● **Latihan Soal**:
- A) Menurut bacaan tentang pembelajaran konstruktivistik, apa peranan kunci guru dalam interaksi pendidikan?
- B) Salin kembali bagian bacaan tentang pembelajaran konstruktivistik, mulai dari "Paradigma konstruktivistik memandang" dan berakhir pada "dan pembimbingan.".

● **Kutipan Bacaan**:
•••

Namun yang akhirnya paling menentukan terwujudnya gejala belajar adalah niat
belajar siswa sendiri. Dengan istilah lain, dapat dikatakan bahwa hakekatnya
kendali belajar adalah sepenuhnya ada pada siswa.
Paradigma konstruktivistik memandang siswa sebagai pribadi yang sudah memiliki kemampuan awal sebelum mempelajari sesuatu. Kemampuan awal tersebut akan menjadi dasar dalam
mengkonstruksi pengetahuan yang baru. Oleh sebab itu meskipun kemampuan awal
tersebut masih sangat sederhana atau tidak
sesuai dengan pendapat guru, sebaiknya diterima dan dijadikan dasar pembelajaran
dan pembimbingan.
Dalam
belajar konstruktivistik guru atau
pendidik berperan membantu agar proses
pengkonstruksian pengetahuan oleh siswa
berjalan lancar. Guru tidak mentransferkan pengetahuan yang telah dimilikinya, melainkan membantu siswa untuk
membentuk pengetahuannya sendiri. Guru
dituntut untuk lebih memahami jalan pikiran dan cara pandang siswa dalam
belaiar. Guru tidak dapat mengklaim satu-satunya cara yang tepat adalah yang
sama dan sesuai kemauannya.
Peranan kunci guru dalam interaksi pendidikan adalah pengendalian, yang meliputi;
- Menumbuhkan kemandirian dengan menyediakan
kesempatan untuk mengambil keputusan dan bertindak.
- Menumbuhkan
kemampuan mengambil keputusan dan bertindak, dengan meningkatkan
pengetahuan dan ketrampilan siswa.
- Menyediakan sistern dukungan yang memberikan
kemudahan belajar agar siswa mempunyai peluang optimal untuk
berlatih.
Pendekatan konstruktivistik menekankan bahwa peranan utama
dalam kegiatan belajar adalah aktifitas siswa dalam mengkonstruksi
pengetahuannya sendiri. Segala sesuatu seperti bahan, media, peralatan,
lingkungan, dan fasilitas lainnya disediakan untuk membantu pembentukan
tersebut. Siswa diberi kebebasan untuk mengungkapkan pendapat dan pemikirannya
tentang sesuatu yang dihadapinya. Dengan
cara demikian, siswa akan terbiasa dan terlatih untuk berpikir sendiri, memecahkan masalah yang dihadapinya, mandiri, kritis,
kreatif, dan mampu mempertanggung jawabkan pemikiran secara rasional.

•••

● **Himpunan Data**:
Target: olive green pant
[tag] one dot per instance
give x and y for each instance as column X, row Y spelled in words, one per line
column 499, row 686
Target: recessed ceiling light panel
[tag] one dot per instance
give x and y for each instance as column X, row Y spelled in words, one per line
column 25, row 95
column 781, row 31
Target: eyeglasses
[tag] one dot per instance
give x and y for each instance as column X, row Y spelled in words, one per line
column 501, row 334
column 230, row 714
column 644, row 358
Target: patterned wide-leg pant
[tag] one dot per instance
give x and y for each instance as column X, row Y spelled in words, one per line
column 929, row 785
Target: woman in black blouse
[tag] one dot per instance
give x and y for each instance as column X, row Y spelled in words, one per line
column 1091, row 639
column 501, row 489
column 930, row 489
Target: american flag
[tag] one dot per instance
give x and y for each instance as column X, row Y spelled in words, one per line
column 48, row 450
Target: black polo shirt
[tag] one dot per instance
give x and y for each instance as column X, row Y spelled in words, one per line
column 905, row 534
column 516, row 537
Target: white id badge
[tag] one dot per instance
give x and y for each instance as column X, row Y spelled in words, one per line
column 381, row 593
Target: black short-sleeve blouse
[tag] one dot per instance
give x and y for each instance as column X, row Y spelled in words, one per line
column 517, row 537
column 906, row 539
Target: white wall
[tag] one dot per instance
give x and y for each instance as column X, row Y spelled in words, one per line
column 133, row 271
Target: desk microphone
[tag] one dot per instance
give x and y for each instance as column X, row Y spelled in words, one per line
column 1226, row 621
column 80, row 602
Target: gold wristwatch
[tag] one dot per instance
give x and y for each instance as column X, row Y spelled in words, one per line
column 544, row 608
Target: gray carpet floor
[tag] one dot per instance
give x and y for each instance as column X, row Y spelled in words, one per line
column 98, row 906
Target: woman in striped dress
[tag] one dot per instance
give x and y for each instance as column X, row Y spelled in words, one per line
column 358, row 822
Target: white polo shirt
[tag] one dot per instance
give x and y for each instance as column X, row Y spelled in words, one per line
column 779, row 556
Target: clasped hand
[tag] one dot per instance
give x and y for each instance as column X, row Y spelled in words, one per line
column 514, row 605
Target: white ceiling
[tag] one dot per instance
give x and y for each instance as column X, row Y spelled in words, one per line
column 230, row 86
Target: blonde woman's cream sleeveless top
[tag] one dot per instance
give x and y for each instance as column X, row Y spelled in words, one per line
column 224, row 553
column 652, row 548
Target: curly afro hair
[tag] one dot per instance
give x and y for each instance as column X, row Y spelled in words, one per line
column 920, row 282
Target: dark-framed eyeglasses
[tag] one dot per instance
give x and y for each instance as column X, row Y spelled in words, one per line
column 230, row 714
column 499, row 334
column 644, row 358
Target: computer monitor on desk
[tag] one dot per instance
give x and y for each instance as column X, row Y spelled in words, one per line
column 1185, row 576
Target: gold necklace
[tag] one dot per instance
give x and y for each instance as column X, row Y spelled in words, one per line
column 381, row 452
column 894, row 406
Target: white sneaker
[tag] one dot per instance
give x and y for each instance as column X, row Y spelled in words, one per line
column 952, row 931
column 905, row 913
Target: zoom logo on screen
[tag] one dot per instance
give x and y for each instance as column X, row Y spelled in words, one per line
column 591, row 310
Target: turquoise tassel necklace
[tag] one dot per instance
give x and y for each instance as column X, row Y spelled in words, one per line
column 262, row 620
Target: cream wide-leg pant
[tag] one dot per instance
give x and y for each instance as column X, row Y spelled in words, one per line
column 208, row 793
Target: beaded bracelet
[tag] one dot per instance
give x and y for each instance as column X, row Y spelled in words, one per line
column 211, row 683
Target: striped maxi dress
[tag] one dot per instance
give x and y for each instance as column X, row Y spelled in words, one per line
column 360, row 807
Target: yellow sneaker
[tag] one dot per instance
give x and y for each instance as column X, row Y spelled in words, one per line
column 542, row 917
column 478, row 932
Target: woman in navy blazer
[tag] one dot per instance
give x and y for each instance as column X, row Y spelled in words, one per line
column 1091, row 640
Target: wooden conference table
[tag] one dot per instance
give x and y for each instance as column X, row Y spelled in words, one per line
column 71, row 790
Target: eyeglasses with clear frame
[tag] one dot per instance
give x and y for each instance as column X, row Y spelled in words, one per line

•••

● **Hasil Pengerjaan Soal**:
- A) Pengendalian.

- B)
Paradigma konstruktivistik memandang siswa sebagai pribadi yang sudah memiliki kemampuan awal sebelum mempelajari sesuatu. Kemampuan awal tersebut akan menjadi dasar dalam
mengkonstruksi pengetahuan yang baru. Oleh sebab itu meskipun kemampuan awal
tersebut masih sangat sederhana atau tidak
sesuai dengan pendapat guru, sebaiknya diterima dan dijadikan dasar pembelajaran
dan pembimbingan.